## Work required
Offset every pixel coordinate in the answers by -41, and write out again everything from the line containing "face in this photo as pixel coordinates." down to the end of the listing. Keep the requests, and include both the first and last lines.

## Data shown

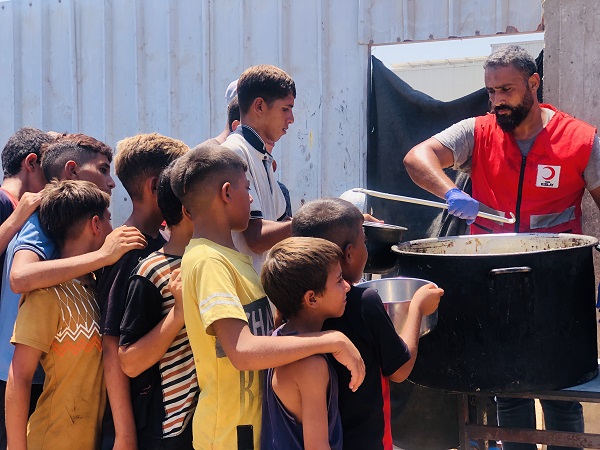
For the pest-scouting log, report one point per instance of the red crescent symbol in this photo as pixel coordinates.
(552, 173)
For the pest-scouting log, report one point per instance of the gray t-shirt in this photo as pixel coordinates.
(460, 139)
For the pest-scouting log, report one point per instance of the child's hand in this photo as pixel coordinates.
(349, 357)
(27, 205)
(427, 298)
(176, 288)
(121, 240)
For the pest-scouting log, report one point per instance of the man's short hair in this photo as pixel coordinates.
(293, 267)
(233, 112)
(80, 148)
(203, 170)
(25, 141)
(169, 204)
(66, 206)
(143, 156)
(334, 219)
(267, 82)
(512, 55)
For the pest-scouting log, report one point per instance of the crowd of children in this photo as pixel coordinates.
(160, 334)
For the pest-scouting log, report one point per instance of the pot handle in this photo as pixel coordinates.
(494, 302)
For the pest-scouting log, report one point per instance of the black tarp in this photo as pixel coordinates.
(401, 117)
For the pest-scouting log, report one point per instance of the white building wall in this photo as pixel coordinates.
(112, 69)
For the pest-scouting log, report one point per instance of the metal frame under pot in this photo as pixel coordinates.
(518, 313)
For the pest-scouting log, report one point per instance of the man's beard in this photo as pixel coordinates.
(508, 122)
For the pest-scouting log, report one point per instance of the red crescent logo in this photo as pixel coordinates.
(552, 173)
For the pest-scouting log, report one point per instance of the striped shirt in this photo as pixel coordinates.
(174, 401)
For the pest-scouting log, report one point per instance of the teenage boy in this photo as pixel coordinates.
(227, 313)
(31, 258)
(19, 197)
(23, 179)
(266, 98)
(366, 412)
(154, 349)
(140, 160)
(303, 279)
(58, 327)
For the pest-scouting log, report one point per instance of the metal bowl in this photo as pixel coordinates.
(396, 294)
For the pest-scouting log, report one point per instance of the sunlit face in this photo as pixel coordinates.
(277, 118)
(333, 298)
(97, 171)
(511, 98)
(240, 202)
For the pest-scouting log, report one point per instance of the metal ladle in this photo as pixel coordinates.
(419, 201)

## Task solution
For the pest-scouting log, report one point per instance of the sunlit face in this photo as pixel coordinates.
(236, 77)
(292, 257)
(56, 130)
(470, 57)
(199, 161)
For the pest-scouting log, report one point per instance of the metal ladle in this photo as pixel coordinates.
(378, 160)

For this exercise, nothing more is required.